**Source:**
Munich Airport Terminal Two was voted the world’s best terminal, not so long ago, by a global survey of fourteen million travelers. Its spaces are bright and airy, efficiently and thoughtfully designed, advertised as offering “a wide range of shopping and dining options amid pleasant surroundings flooded with natural light.” Waiting areas are blissfully quiet.

Even quieter is the Meditation and Prayer Room. As its name suggests, it is not exactly a chapel, but rather something more along the lines of an interfaith space. The symbols of five different religions are arrayed in nonchalant disorder at the end of the corridor, and reproduced in a different order on the plastic sign by the door.

Room 05.2194

From a distance the symbols may be hard to recognize, because this corridor is not one of the bright and airy spaces for which MUC T2 is famous. But yes, room 05.2194 is there, past the elevators. Munich Airport processes forty-five million passengers annually, but the Meditation and Prayer Room can be located where the corridor narrows, because we are not anticipating large numbers. 

The corridor leading to the Meditation and Prayer Room at Munich Airport. Photo: Author

The corridor leading to the Meditation and Prayer Room at Munich Airport. Photo: Author

 

Yes, we build such spaces; but they are hardly central to the institution of the contemporary airport, that great monument to modernity’s mobility. If anything, they are fringe elements—serving, perhaps, to screen from view the potential embarrassment of prayer in public spaces. In Munich, a phone is provided by the door in case of emergency. After all, you never know who might use this sort of place. Inside, they may be calling on God; outside, they are calling security.

The architect in Munich, Maximilian Kinseher, certainly made a brave effort. Working with the artist Erwin Wiegerling, he invoked the powers internal to his discipline to address the challenge of the project. Within the perfect cube of the Meditation and Prayer Room, grids are carefully aligned, materials and colors carefully chosen. But there is also a predictable barrenness to this windowless space.

**Tasks for this exercise:**
(A) Print the section of the passage on the Munich Airport prayer room that begins with the words containing "From a distance" and ends with "anticipating large numbers.".
(B) Carry on the passage about the Munich Airport prayer room from the point where it stops.
None of the entries are needed here.

**Listed records:**
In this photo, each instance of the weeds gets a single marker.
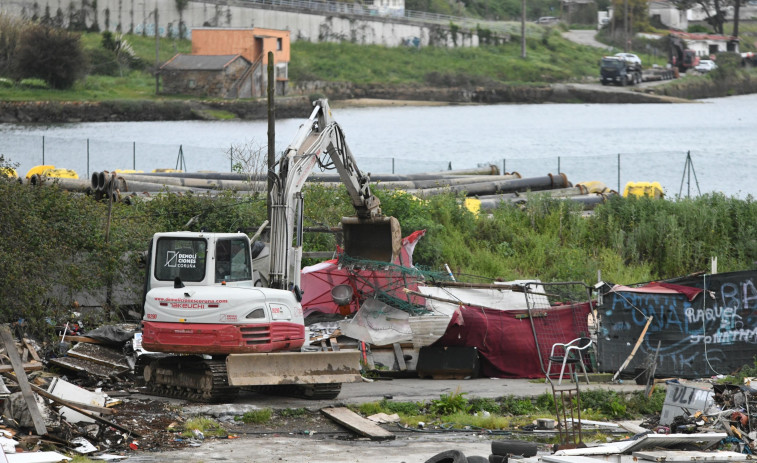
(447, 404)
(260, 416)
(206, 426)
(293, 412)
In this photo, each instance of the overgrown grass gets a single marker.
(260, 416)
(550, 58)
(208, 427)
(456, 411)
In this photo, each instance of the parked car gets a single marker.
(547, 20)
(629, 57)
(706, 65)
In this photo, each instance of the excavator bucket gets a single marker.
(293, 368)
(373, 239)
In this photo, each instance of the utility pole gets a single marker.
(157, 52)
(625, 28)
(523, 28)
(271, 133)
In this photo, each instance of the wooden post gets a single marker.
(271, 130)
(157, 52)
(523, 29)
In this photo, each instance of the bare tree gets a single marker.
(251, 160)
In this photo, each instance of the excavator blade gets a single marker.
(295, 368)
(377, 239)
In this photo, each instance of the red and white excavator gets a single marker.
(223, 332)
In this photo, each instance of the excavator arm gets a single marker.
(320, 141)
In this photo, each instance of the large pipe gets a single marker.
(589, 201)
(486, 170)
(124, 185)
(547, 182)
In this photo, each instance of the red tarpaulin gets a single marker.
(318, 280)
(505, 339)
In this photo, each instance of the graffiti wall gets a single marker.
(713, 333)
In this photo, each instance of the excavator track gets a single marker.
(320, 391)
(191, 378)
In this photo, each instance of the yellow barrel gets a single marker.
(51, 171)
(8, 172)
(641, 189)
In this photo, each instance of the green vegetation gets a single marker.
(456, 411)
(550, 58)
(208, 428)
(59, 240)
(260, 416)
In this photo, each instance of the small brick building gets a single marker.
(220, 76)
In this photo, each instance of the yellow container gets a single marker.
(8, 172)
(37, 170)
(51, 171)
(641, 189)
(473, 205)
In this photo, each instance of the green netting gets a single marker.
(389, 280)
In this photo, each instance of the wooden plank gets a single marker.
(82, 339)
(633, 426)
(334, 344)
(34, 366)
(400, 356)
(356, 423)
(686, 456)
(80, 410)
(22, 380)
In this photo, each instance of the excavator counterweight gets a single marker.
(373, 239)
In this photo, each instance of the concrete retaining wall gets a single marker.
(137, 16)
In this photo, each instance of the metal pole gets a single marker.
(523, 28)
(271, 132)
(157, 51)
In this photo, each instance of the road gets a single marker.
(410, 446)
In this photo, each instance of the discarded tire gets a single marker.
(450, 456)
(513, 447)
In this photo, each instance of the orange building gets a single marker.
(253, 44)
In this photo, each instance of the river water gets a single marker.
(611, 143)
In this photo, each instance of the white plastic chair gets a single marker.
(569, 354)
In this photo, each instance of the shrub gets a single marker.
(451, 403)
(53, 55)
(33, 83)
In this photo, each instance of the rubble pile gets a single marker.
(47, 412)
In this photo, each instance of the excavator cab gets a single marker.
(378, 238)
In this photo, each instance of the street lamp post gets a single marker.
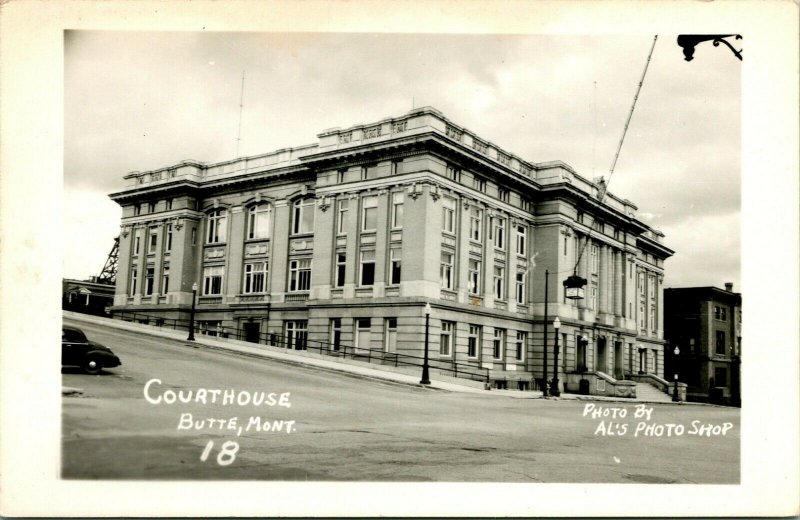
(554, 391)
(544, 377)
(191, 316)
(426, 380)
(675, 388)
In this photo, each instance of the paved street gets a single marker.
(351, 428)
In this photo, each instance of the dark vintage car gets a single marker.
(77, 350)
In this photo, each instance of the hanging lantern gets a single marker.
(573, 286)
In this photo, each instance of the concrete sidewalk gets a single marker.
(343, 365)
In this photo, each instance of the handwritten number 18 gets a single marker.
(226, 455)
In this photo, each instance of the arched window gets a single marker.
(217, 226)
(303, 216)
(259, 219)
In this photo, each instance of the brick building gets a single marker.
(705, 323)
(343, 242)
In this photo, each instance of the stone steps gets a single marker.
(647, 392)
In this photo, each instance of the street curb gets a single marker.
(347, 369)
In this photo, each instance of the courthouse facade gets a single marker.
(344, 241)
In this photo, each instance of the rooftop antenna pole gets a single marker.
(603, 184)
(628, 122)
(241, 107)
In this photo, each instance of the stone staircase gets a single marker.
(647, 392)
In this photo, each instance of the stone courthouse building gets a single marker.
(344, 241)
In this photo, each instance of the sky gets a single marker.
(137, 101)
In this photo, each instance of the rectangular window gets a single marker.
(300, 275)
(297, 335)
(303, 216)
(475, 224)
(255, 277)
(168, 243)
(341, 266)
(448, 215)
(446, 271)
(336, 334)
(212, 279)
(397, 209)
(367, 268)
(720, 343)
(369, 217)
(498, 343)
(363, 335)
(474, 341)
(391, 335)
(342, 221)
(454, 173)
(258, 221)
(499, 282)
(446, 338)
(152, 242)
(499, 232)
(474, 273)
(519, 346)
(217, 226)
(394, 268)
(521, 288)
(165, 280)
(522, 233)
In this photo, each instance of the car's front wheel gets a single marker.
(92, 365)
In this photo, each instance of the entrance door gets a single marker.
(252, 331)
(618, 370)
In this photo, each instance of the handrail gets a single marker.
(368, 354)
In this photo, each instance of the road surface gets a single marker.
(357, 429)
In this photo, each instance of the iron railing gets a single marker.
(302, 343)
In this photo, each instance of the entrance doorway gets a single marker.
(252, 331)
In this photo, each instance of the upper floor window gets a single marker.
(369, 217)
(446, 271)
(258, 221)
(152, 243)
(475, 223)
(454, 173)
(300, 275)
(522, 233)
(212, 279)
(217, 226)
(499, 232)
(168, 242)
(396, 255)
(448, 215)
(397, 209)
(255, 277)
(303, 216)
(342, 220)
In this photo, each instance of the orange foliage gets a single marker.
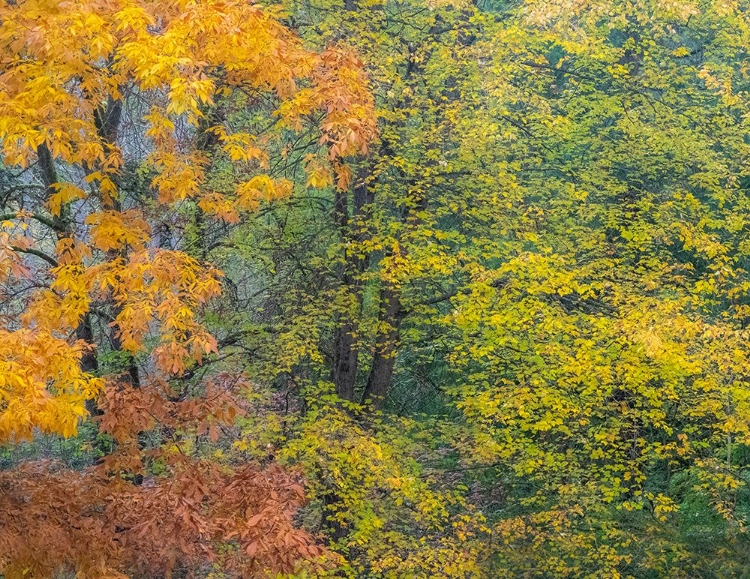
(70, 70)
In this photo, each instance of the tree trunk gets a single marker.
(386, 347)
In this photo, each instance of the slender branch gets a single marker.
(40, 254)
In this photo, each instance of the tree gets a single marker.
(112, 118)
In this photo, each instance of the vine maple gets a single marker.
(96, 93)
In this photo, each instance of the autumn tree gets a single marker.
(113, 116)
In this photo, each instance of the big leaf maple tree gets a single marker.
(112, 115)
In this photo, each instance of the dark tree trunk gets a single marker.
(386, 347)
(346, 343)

**Answers per task:**
(A)
From a distance the symbols may be hard to recognize, because this corridor is not one of the bright and airy spaces for which MUC T2 is famous. But yes, room 05.2194 is there, past the elevators. Munich Airport processes forty-five million passengers annually, but the Meditation and Prayer Room can be located where the corridor narrows, because we are not anticipating large numbers.

(B)
It possesses none of the characteristics that might mark the architectures of any one of its intended constituencies. And this absence is deliberate. It is difficult, after all, to agree on what such a shared space should contain. 

Maybe some empty shelving upon which to rest the baggage of our worldly possessions. Perhaps some quotations from assorted texts, carefully chosen so as not to contradict one another. Probably a compass or arrow, pasted to floor or ceiling, offering, within the placeless environment of the international airport, orientation toward the Holy City of Mecca, far away.

Such rooms sit disconsolately in airport terminals around the world, populated with plastic candles that will never be lit, displays of printed brochures that will never be read, photocopied notices respectfully asking weary travelers not to sleep here. The architectural space of devotion and prayer, a space into which humanity has for millennia poured its longing for that which might transcend the alienation and pettiness of earthly existence—that space has finally been reduced to abject desolation.

The Problem of Meaning

The room in Munich is more deliberate than most. In the absence of natural light, convenient metaphor for all things spiritual, the architect has instead installed within the room the trunk of a tree that once grew in the forested mountains of Bavaria—doubtless maneuvered into place with some difficulty, and now standing disconsolately beneath the suspended ceiling of this fifth–floor space. It is intended, no doubt, to speak of that which is shared among all people of good faith: a respect for the wonders of nature, perhaps, or for the rootedness that may be drawn from the ground of ancient traditions.

But this tree has been uprooted. It is a dead tree.

A tree trunk is featured in the Meditation and Prayer Room of Munich Airport. Photo: Jake and Meridel


A tree trunk is featured in the Meditation and Prayer Room of Munich Airport. Photo: Jake and Meridel


 

Does this matter?

As a diverse society, we badly want to believe in the promise of such shared spaces—spaces where those of differing convictions might sit in quietness together, where Muslim might pray alongside Jew, where atheist and Christian might share a moment of doubt, or even (miracle of miracles) where conservative and liberal might meet in peace. 

Is this not an attractive idea? An idea that is more attractive today, perhaps, than ever before? In a society that is increasingly divided, such spaces matter, do they not?

Yet these spaces belong to nobody. Instead of illuminating the promise of common ground, they illustrate the wretchedness of a no-man’s-land.

But that is Europe, I hear you say. This is America.

With few exceptions, America is hardly different. Test it for yourself on your next layover.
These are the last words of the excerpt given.